PAGE TEXT
━━━━━━━━
It’s a reasonable enough strategy, especially for an indie that needs to reach as many fans as possible worldwide while not necessarily having a lot of money and resources to reach them. However it doesn’t take long to figure out on Twitter (and at least Facebook too) there are a lot of bot accounts out there, so it’s hard to say how many of any of these numbers represent real people. Again, if we try using these numbers to surmise which indie has the most visibility or popularity, the waters are very muddied.
AAW
Among others, AAW is using the strategy also. They follow about the same number of users on Twitter as they have following them (18,000). Petkovich says, “That strategy has worked for us. It’s a diligent process choosing who you follow in hopes that they follow you back, let alone retweet stuff you are putting out. We have gained a lot of new followers since we have implemented this strategy a few years ago. I haven’t really seen a downside, just the time put in.”
I tracked Instagram this time; I didn’t in May. Instagram has already exceeded Twitter for total monthly active users. Many of these indies still have either no Instagram account or one that has very few followers and that they seldom update. PWG, SHIMMER, EVOLVE, Big Time, PWS and PWX all have either no official account or one with under 150 followers.
“I may have created [an account] at some point, but never used it,” says Prazak regarding Instagram. “I’ve never really seen the point. I guess everything helps, but between Twitter and Facebook, most of what we post in those places already are photos. Just seems repetitive to also post the same stuff there.”
“Instagram is still something I am trying to figure out as well as Tumblr,” says Thorne. “I’m not exactly sure how important they are, but Instagram is the fastest-growing social media platform, so being on it and advertising AIW certainly can’t hurt.”
If you’re a grassroots company that has to draw from a niche fan base, using an Instagram account can only help. While Twitter seems to have plateaued with portions of the general population, I think, as I’ll argue at the end of this article, there’s something about Twitter that makes it most useful to that niche audience of wrestling fans.
━━━━━━━━
LISTED ENTRIES

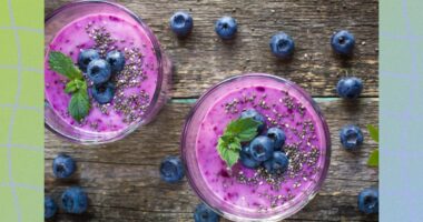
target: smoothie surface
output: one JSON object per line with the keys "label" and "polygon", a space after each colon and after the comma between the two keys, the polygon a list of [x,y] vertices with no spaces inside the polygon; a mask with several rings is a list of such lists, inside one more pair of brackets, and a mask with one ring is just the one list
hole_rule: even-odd
{"label": "smoothie surface", "polygon": [[[262,213],[307,199],[322,175],[328,144],[319,114],[311,101],[286,83],[239,79],[220,85],[223,93],[208,104],[198,125],[196,157],[213,193],[206,195],[216,195],[229,209]],[[216,150],[218,138],[247,109],[265,117],[266,129],[277,127],[286,133],[286,172],[269,174],[264,168],[245,168],[240,161],[228,169],[220,159]]]}
{"label": "smoothie surface", "polygon": [[[67,78],[49,69],[48,54],[60,51],[77,63],[79,52],[96,49],[101,58],[108,51],[125,53],[126,64],[112,77],[116,93],[110,103],[99,104],[90,95],[91,110],[81,122],[68,112],[70,94],[63,91]],[[118,13],[89,14],[63,27],[48,44],[45,60],[45,93],[49,105],[62,121],[80,131],[116,132],[140,121],[154,97],[158,80],[156,51],[146,30]],[[92,82],[86,78],[90,88]],[[90,89],[88,89],[90,94]]]}

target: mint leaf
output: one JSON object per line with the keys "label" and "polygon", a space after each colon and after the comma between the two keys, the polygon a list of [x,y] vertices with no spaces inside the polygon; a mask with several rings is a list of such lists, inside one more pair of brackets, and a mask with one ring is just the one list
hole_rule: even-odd
{"label": "mint leaf", "polygon": [[257,135],[257,128],[262,124],[253,118],[237,119],[226,127],[217,143],[217,152],[222,160],[232,168],[239,159],[242,142],[253,140]]}
{"label": "mint leaf", "polygon": [[378,142],[378,129],[376,127],[374,127],[374,125],[368,124],[367,125],[367,130],[368,130],[368,133],[370,133],[371,138],[374,141]]}
{"label": "mint leaf", "polygon": [[70,80],[82,79],[81,71],[75,67],[72,60],[58,51],[51,51],[49,54],[49,65],[55,72],[58,72]]}
{"label": "mint leaf", "polygon": [[378,167],[378,149],[374,150],[368,160],[367,160],[367,165],[370,167]]}
{"label": "mint leaf", "polygon": [[77,84],[75,81],[70,81],[66,84],[66,88],[65,88],[66,93],[72,93],[77,90],[78,90],[78,88],[77,88]]}
{"label": "mint leaf", "polygon": [[87,117],[90,108],[87,84],[85,83],[85,87],[82,85],[81,89],[72,94],[68,105],[68,111],[75,120],[80,122],[85,117]]}
{"label": "mint leaf", "polygon": [[[217,144],[217,152],[220,158],[226,162],[226,164],[232,168],[239,159],[239,150],[228,149],[228,143],[226,143],[222,138],[219,138]],[[240,149],[240,144],[239,144]]]}
{"label": "mint leaf", "polygon": [[225,134],[237,137],[242,142],[250,141],[257,135],[257,128],[260,124],[253,118],[237,119],[226,127]]}

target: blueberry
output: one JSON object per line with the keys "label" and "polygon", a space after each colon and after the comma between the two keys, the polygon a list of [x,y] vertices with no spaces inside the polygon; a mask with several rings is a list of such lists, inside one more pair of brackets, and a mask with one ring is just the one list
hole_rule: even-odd
{"label": "blueberry", "polygon": [[56,178],[69,178],[77,165],[71,157],[67,154],[59,154],[52,162],[52,170]]}
{"label": "blueberry", "polygon": [[106,61],[109,62],[112,73],[117,73],[124,70],[125,54],[120,51],[109,51],[106,56]]}
{"label": "blueberry", "polygon": [[222,39],[232,39],[238,30],[236,20],[232,17],[222,17],[215,23],[215,31]]}
{"label": "blueberry", "polygon": [[245,118],[253,118],[255,121],[262,122],[262,124],[258,125],[258,128],[257,128],[258,133],[260,133],[264,130],[264,128],[266,127],[265,118],[259,112],[257,112],[255,109],[249,109],[249,110],[243,111],[240,113],[240,119],[245,119]]}
{"label": "blueberry", "polygon": [[354,49],[355,38],[348,31],[342,30],[331,38],[332,49],[338,54],[351,54]]}
{"label": "blueberry", "polygon": [[57,204],[51,196],[45,196],[45,219],[51,219],[57,212]]}
{"label": "blueberry", "polygon": [[336,91],[345,99],[356,99],[363,91],[363,81],[355,77],[343,78],[337,82]]}
{"label": "blueberry", "polygon": [[87,194],[80,188],[68,188],[63,194],[61,194],[61,205],[68,213],[83,213],[88,208]]}
{"label": "blueberry", "polygon": [[244,167],[250,169],[256,169],[262,163],[253,159],[249,145],[244,145],[243,149],[240,149],[239,159]]}
{"label": "blueberry", "polygon": [[106,82],[104,84],[92,85],[92,98],[100,104],[111,102],[115,97],[115,84],[112,82]]}
{"label": "blueberry", "polygon": [[107,82],[111,75],[109,62],[104,59],[92,60],[87,68],[87,75],[95,84]]}
{"label": "blueberry", "polygon": [[175,183],[185,175],[183,161],[178,157],[167,157],[160,164],[160,178],[165,182]]}
{"label": "blueberry", "polygon": [[178,37],[186,37],[193,30],[193,17],[185,12],[178,11],[170,17],[170,29]]}
{"label": "blueberry", "polygon": [[358,210],[363,213],[378,213],[378,189],[366,188],[358,193]]}
{"label": "blueberry", "polygon": [[210,210],[206,204],[200,203],[197,205],[194,212],[195,222],[217,222],[219,215]]}
{"label": "blueberry", "polygon": [[97,59],[100,59],[100,54],[96,50],[85,49],[78,56],[78,67],[80,70],[86,72],[88,64]]}
{"label": "blueberry", "polygon": [[288,164],[289,164],[288,158],[286,157],[285,153],[281,151],[275,151],[273,153],[273,157],[263,163],[263,165],[269,173],[275,173],[275,172],[283,173],[286,171],[286,169],[288,169]]}
{"label": "blueberry", "polygon": [[249,152],[254,160],[263,162],[272,158],[275,143],[265,135],[255,138],[249,143]]}
{"label": "blueberry", "polygon": [[267,137],[270,138],[275,143],[275,151],[282,150],[286,140],[286,135],[283,130],[281,130],[279,128],[270,128],[267,130]]}
{"label": "blueberry", "polygon": [[340,138],[346,150],[355,150],[363,144],[363,132],[356,125],[345,125],[340,132]]}
{"label": "blueberry", "polygon": [[288,58],[294,52],[295,43],[293,38],[291,38],[285,32],[278,32],[274,34],[270,39],[270,50],[272,53],[277,58]]}

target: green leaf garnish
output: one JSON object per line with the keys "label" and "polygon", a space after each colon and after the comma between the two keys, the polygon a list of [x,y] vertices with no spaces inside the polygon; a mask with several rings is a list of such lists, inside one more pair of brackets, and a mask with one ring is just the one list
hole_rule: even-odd
{"label": "green leaf garnish", "polygon": [[58,51],[50,52],[49,65],[55,72],[68,78],[69,81],[66,84],[65,92],[72,94],[68,111],[75,120],[80,122],[91,109],[87,91],[88,87],[82,72],[73,64],[71,58]]}
{"label": "green leaf garnish", "polygon": [[232,121],[226,125],[225,132],[217,143],[217,152],[229,168],[239,159],[240,143],[253,140],[257,135],[257,128],[260,124],[253,118],[245,118]]}
{"label": "green leaf garnish", "polygon": [[[368,133],[371,138],[378,143],[378,129],[374,125],[367,125]],[[378,149],[374,150],[367,160],[367,165],[370,167],[378,167]]]}
{"label": "green leaf garnish", "polygon": [[81,121],[87,117],[90,108],[88,93],[83,90],[73,93],[68,105],[70,115],[77,121]]}
{"label": "green leaf garnish", "polygon": [[367,125],[367,130],[368,130],[368,133],[370,133],[371,138],[374,141],[378,142],[378,129],[376,127],[374,127],[374,125],[368,124]]}
{"label": "green leaf garnish", "polygon": [[378,149],[374,150],[368,160],[367,160],[367,165],[370,167],[378,167]]}
{"label": "green leaf garnish", "polygon": [[70,80],[82,79],[82,72],[73,64],[72,59],[61,52],[50,52],[49,65],[55,72],[58,72]]}

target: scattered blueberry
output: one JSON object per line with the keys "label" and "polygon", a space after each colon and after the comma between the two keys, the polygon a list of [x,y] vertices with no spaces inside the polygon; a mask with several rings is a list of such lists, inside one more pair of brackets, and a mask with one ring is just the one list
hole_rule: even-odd
{"label": "scattered blueberry", "polygon": [[260,165],[260,162],[254,160],[254,158],[252,157],[252,153],[249,151],[249,145],[244,145],[240,149],[239,159],[243,165],[246,168],[256,169],[258,165]]}
{"label": "scattered blueberry", "polygon": [[293,38],[291,38],[285,32],[278,32],[274,34],[270,39],[270,50],[272,53],[277,58],[288,58],[294,52],[295,43]]}
{"label": "scattered blueberry", "polygon": [[267,130],[267,137],[270,138],[275,143],[275,151],[282,150],[285,144],[286,135],[279,128],[270,128]]}
{"label": "scattered blueberry", "polygon": [[206,204],[200,203],[194,212],[195,222],[218,222],[219,215],[210,210]]}
{"label": "scattered blueberry", "polygon": [[193,17],[185,12],[178,11],[170,17],[170,29],[178,37],[186,37],[193,30]]}
{"label": "scattered blueberry", "polygon": [[275,173],[275,172],[285,172],[286,169],[288,168],[289,160],[286,157],[285,153],[281,151],[275,151],[273,153],[273,158],[269,160],[265,161],[263,165],[269,173]]}
{"label": "scattered blueberry", "polygon": [[222,39],[232,39],[238,30],[236,20],[232,17],[222,17],[215,23],[215,31]]}
{"label": "scattered blueberry", "polygon": [[363,213],[378,213],[378,189],[366,188],[358,193],[358,210]]}
{"label": "scattered blueberry", "polygon": [[165,182],[180,181],[185,175],[183,161],[178,157],[167,157],[160,164],[160,178]]}
{"label": "scattered blueberry", "polygon": [[80,188],[68,188],[61,194],[61,205],[68,213],[83,213],[88,208],[87,194]]}
{"label": "scattered blueberry", "polygon": [[51,219],[57,212],[57,204],[51,196],[45,196],[45,219]]}
{"label": "scattered blueberry", "polygon": [[259,135],[249,143],[249,152],[254,160],[263,162],[272,158],[274,147],[269,138]]}
{"label": "scattered blueberry", "polygon": [[331,38],[332,49],[338,54],[351,54],[354,49],[355,38],[348,31],[342,30]]}
{"label": "scattered blueberry", "polygon": [[363,144],[363,132],[356,125],[345,125],[340,132],[340,138],[346,150],[355,150]]}
{"label": "scattered blueberry", "polygon": [[257,112],[255,109],[249,109],[249,110],[243,111],[240,113],[240,119],[245,119],[245,118],[253,118],[255,121],[262,122],[262,124],[258,125],[258,128],[257,128],[258,133],[260,133],[264,130],[264,128],[266,125],[265,118],[259,112]]}
{"label": "scattered blueberry", "polygon": [[112,73],[117,73],[124,70],[125,54],[120,51],[109,51],[106,56],[106,61],[109,62]]}
{"label": "scattered blueberry", "polygon": [[343,78],[337,82],[336,91],[345,99],[356,99],[363,91],[363,81],[355,77]]}
{"label": "scattered blueberry", "polygon": [[109,62],[104,59],[92,60],[87,68],[87,75],[95,84],[107,82],[111,75]]}
{"label": "scattered blueberry", "polygon": [[69,178],[77,165],[71,157],[67,154],[59,154],[52,162],[52,170],[56,178]]}
{"label": "scattered blueberry", "polygon": [[94,50],[94,49],[82,50],[78,56],[79,69],[81,69],[83,72],[86,72],[88,64],[96,59],[100,59],[100,54],[96,50]]}
{"label": "scattered blueberry", "polygon": [[92,98],[100,104],[111,102],[115,97],[115,84],[112,82],[106,82],[104,84],[92,85]]}

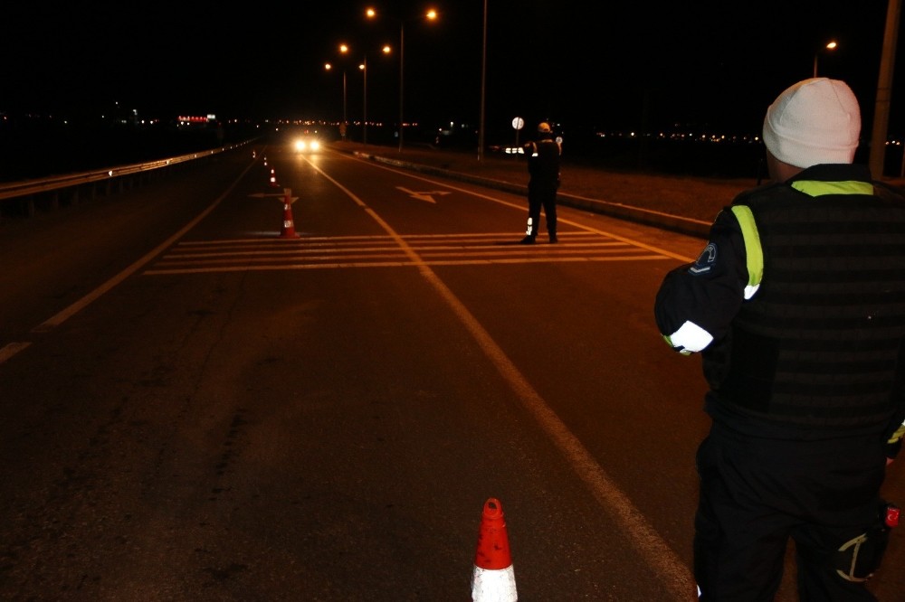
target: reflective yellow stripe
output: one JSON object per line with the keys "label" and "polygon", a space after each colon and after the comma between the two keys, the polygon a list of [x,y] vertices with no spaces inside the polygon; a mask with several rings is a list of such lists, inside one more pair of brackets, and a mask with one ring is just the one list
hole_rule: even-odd
{"label": "reflective yellow stripe", "polygon": [[748,205],[733,205],[732,212],[741,226],[741,235],[745,239],[748,286],[757,287],[764,277],[764,249],[760,246],[757,224],[754,222],[754,214]]}
{"label": "reflective yellow stripe", "polygon": [[847,180],[845,182],[822,182],[820,180],[796,180],[792,187],[808,196],[824,194],[873,194],[873,184],[870,182]]}

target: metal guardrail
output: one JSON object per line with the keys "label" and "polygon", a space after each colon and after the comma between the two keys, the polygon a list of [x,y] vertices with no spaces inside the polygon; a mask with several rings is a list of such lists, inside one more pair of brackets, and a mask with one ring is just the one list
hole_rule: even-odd
{"label": "metal guardrail", "polygon": [[136,174],[143,174],[156,169],[161,169],[163,167],[170,167],[181,163],[186,163],[186,161],[200,159],[213,155],[217,155],[219,153],[230,151],[246,144],[248,144],[248,142],[243,142],[230,146],[223,146],[206,151],[189,153],[187,155],[181,155],[179,156],[173,156],[167,159],[158,159],[157,161],[148,161],[146,163],[136,163],[129,165],[119,165],[118,167],[108,167],[97,171],[81,172],[66,175],[54,175],[46,178],[23,180],[21,182],[0,183],[0,201],[52,192],[63,188],[71,188],[72,186],[79,186],[85,183],[110,181],[127,175],[134,175]]}

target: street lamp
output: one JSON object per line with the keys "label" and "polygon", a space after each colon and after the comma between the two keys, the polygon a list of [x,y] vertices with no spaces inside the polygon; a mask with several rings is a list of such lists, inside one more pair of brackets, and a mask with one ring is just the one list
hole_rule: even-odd
{"label": "street lamp", "polygon": [[[375,19],[377,16],[377,11],[374,8],[368,8],[365,11],[365,15],[368,19]],[[389,17],[394,18],[394,17]],[[434,21],[437,18],[437,12],[433,8],[428,10],[423,15],[419,15],[418,19],[424,18],[428,21]],[[404,69],[405,64],[405,21],[404,19],[395,18],[399,22],[399,152],[402,152],[403,144],[403,129],[405,126],[405,121],[403,117],[403,97],[405,89],[405,75]],[[414,20],[414,19],[413,19]]]}
{"label": "street lamp", "polygon": [[478,161],[484,158],[484,89],[487,84],[487,0],[484,0],[483,42],[481,49],[481,118],[478,122]]}
{"label": "street lamp", "polygon": [[837,45],[835,42],[830,42],[824,48],[817,49],[817,52],[814,53],[814,77],[817,77],[817,56],[820,54],[820,52],[824,48],[826,50],[835,50]]}
{"label": "street lamp", "polygon": [[[324,63],[324,69],[328,71],[333,70],[333,65],[331,63]],[[346,128],[348,127],[348,119],[346,118],[346,70],[342,71],[342,127],[340,127],[340,134],[342,134],[343,142],[346,141]]]}

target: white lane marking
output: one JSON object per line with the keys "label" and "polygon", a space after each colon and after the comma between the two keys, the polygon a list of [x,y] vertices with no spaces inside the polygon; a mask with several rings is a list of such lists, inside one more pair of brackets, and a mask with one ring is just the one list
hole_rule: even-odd
{"label": "white lane marking", "polygon": [[[172,246],[176,240],[178,240],[181,237],[183,237],[186,234],[186,232],[194,228],[199,221],[204,220],[208,213],[214,211],[216,208],[216,206],[219,205],[224,198],[226,198],[226,196],[233,191],[233,189],[235,188],[236,184],[239,183],[242,178],[245,176],[245,174],[248,172],[248,170],[250,170],[253,165],[254,165],[253,162],[249,164],[248,167],[243,170],[242,174],[239,174],[239,176],[235,179],[235,181],[229,185],[229,187],[225,190],[225,192],[224,192],[224,193],[221,194],[216,201],[211,203],[211,205],[207,207],[207,209],[202,212],[194,220],[189,221],[178,232],[171,236],[166,241],[164,241],[163,243],[158,245],[156,249],[154,249],[154,250],[145,255],[143,258],[141,258],[140,259],[133,263],[131,266],[129,266],[126,269],[122,270],[121,272],[114,276],[107,282],[103,283],[102,285],[95,288],[93,291],[91,291],[85,296],[81,297],[81,299],[79,299],[70,306],[66,307],[62,312],[56,314],[52,317],[44,320],[34,328],[32,328],[31,332],[46,333],[47,331],[52,330],[53,328],[59,326],[61,324],[68,320],[70,317],[71,317],[81,310],[84,309],[90,303],[98,299],[104,293],[113,288],[113,287],[119,284],[127,277],[129,277],[135,272],[141,269],[143,266],[148,264],[152,259],[154,259],[155,257],[160,255],[167,247]],[[5,345],[2,349],[0,349],[0,363],[5,362],[9,358],[13,357],[22,350],[28,347],[30,344],[32,344],[30,342],[20,342],[20,343],[11,343]]]}
{"label": "white lane marking", "polygon": [[443,196],[444,194],[450,194],[448,190],[433,190],[430,193],[415,193],[414,190],[409,190],[407,188],[403,188],[402,186],[396,186],[397,189],[405,193],[413,199],[417,199],[418,201],[426,201],[427,202],[436,203],[437,202],[433,200],[434,195],[439,194]]}
{"label": "white lane marking", "polygon": [[9,344],[5,345],[3,349],[0,349],[0,363],[3,363],[9,358],[13,357],[30,344],[32,343],[27,341],[23,341],[21,343],[10,343]]}

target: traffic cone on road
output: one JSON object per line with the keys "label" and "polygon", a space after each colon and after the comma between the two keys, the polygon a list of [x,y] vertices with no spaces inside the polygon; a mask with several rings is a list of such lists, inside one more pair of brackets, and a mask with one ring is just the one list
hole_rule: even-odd
{"label": "traffic cone on road", "polygon": [[296,239],[295,222],[292,221],[292,189],[283,188],[283,226],[280,230],[281,239]]}
{"label": "traffic cone on road", "polygon": [[472,573],[472,602],[515,602],[515,572],[509,549],[509,535],[500,500],[484,503],[478,531],[478,551]]}

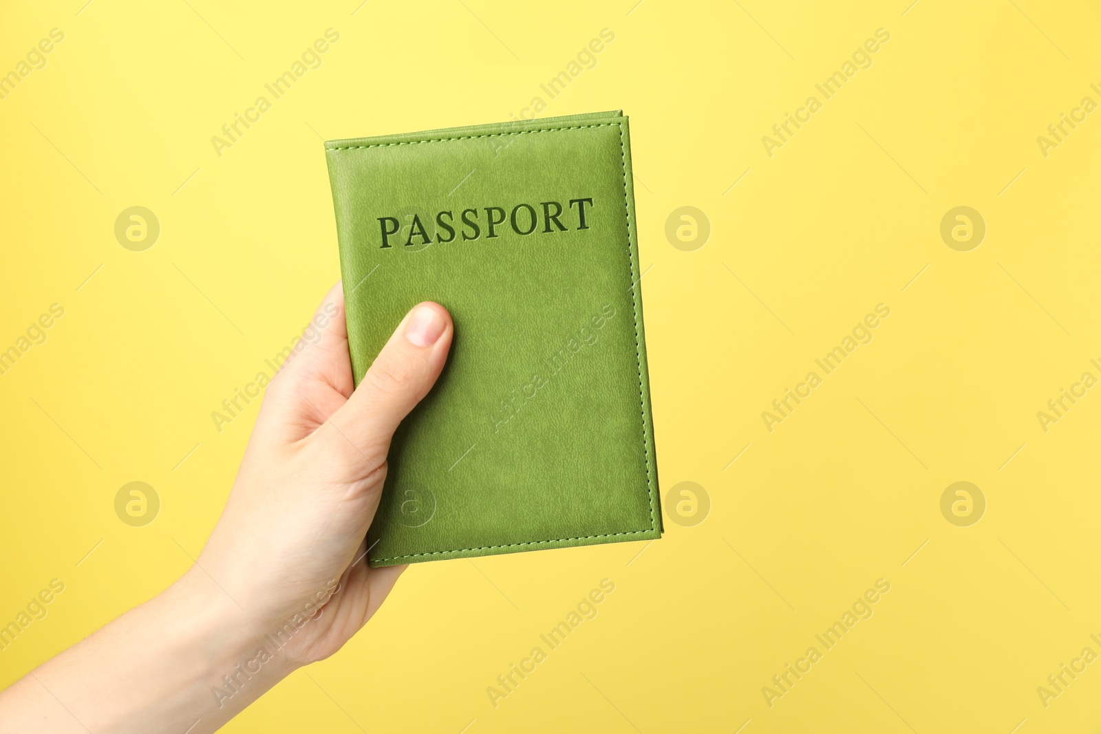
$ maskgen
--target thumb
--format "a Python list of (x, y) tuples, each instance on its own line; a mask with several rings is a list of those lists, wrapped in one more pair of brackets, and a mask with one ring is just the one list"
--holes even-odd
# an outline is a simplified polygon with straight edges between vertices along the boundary
[(455, 327), (439, 304), (405, 315), (333, 421), (369, 461), (381, 465), (397, 424), (428, 394), (447, 361)]

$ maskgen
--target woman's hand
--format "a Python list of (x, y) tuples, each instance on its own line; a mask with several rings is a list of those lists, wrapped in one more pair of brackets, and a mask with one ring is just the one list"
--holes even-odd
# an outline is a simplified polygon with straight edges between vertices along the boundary
[(271, 381), (221, 518), (195, 566), (0, 693), (0, 733), (214, 732), (344, 645), (404, 567), (363, 538), (397, 424), (432, 388), (454, 327), (406, 315), (352, 390), (344, 295), (325, 297)]
[(442, 306), (419, 304), (353, 392), (340, 284), (312, 325), (316, 341), (268, 387), (229, 502), (193, 570), (212, 577), (261, 627), (319, 607), (281, 650), (299, 664), (338, 650), (405, 568), (369, 569), (363, 538), (390, 439), (435, 384), (453, 333)]

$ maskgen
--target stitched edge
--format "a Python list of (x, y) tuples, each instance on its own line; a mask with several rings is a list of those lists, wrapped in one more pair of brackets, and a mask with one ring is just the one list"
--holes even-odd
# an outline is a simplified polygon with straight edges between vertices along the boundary
[[(635, 295), (635, 286), (639, 283), (634, 278), (634, 258), (631, 253), (631, 199), (626, 190), (626, 147), (623, 144), (623, 125), (619, 122), (601, 122), (598, 124), (570, 125), (563, 128), (539, 128), (536, 130), (516, 130), (513, 132), (494, 132), (484, 135), (461, 135), (457, 138), (426, 138), (423, 140), (401, 141), (395, 143), (374, 143), (371, 145), (346, 145), (340, 147), (327, 147), (326, 151), (355, 151), (368, 147), (388, 147), (390, 145), (416, 145), (418, 143), (443, 143), (456, 140), (477, 140), (480, 138), (502, 138), (504, 135), (524, 135), (534, 132), (556, 132), (562, 130), (585, 130), (588, 128), (619, 128), (620, 141), (620, 166), (623, 172), (623, 213), (626, 218), (626, 265), (631, 276), (631, 316), (634, 321), (634, 355), (639, 371), (639, 408), (642, 421), (642, 450), (646, 463), (646, 494), (650, 500), (650, 527), (643, 530), (628, 530), (624, 533), (606, 533), (602, 535), (584, 535), (576, 538), (552, 538), (549, 540), (528, 540), (525, 543), (510, 543), (500, 546), (481, 546), (479, 548), (459, 548), (454, 550), (432, 550), (423, 554), (406, 554), (403, 556), (391, 556), (389, 558), (374, 558), (372, 562), (383, 562), (401, 560), (403, 558), (421, 558), (424, 556), (444, 556), (448, 554), (465, 554), (473, 550), (495, 550), (498, 548), (520, 548), (523, 546), (537, 546), (548, 543), (569, 543), (573, 540), (591, 540), (595, 538), (615, 538), (624, 535), (641, 535), (643, 533), (654, 533), (657, 530), (657, 522), (654, 518), (654, 482), (651, 475), (650, 441), (646, 440), (646, 403), (642, 384), (642, 342), (639, 338), (639, 298)], [(641, 278), (640, 278), (641, 280)]]
[(482, 546), (480, 548), (457, 548), (455, 550), (430, 550), (424, 554), (406, 554), (404, 556), (391, 556), (390, 558), (372, 558), (371, 561), (393, 561), (400, 560), (402, 558), (418, 558), (421, 556), (443, 556), (445, 554), (466, 554), (471, 550), (493, 550), (495, 548), (519, 548), (521, 546), (538, 546), (546, 543), (566, 543), (569, 540), (591, 540), (592, 538), (615, 538), (621, 535), (641, 535), (643, 533), (653, 533), (654, 528), (647, 527), (644, 530), (628, 530), (625, 533), (606, 533), (603, 535), (581, 535), (576, 538), (552, 538), (549, 540), (528, 540), (526, 543), (508, 543), (502, 546)]
[[(526, 135), (532, 132), (555, 132), (557, 130), (585, 130), (586, 128), (610, 128), (620, 127), (619, 122), (601, 122), (598, 124), (573, 125), (569, 128), (539, 128), (537, 130), (515, 130), (513, 132), (492, 132), (484, 135), (462, 135), (459, 138), (425, 138), (423, 140), (407, 140), (396, 143), (372, 143), (370, 145), (344, 145), (340, 147), (326, 147), (326, 151), (358, 151), (364, 147), (386, 147), (388, 145), (416, 145), (417, 143), (445, 143), (451, 140), (478, 140), (479, 138), (503, 138), (504, 135)], [(623, 129), (620, 128), (620, 140), (622, 144)]]
[[(650, 441), (646, 440), (646, 398), (643, 394), (642, 385), (642, 342), (639, 339), (639, 298), (635, 296), (635, 286), (642, 289), (642, 278), (634, 277), (634, 256), (631, 252), (631, 198), (626, 194), (626, 146), (623, 144), (623, 125), (615, 123), (620, 133), (620, 164), (623, 169), (623, 211), (626, 216), (626, 265), (631, 275), (631, 315), (634, 318), (634, 358), (639, 370), (639, 414), (642, 421), (642, 451), (646, 459), (646, 494), (650, 497), (650, 529), (657, 529), (657, 519), (654, 517), (654, 481), (650, 471)], [(637, 242), (635, 242), (637, 250)]]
━━━━━━━━
DIRECTIONS FOR THIS TASK
Print, word for word, the part of the indie wrestling social media text that opens with the words containing "I tracked Instagram" and closes with "under 150 followers.".

TASK ANSWER
I tracked Instagram this time; I didn’t in May. Instagram has already exceeded Twitter for total monthly active users. Many of these indies still have either no Instagram account or one that has very few followers and that they seldom update. PWG, SHIMMER, EVOLVE, Big Time, PWS and PWX all have either no official account or one with under 150 followers.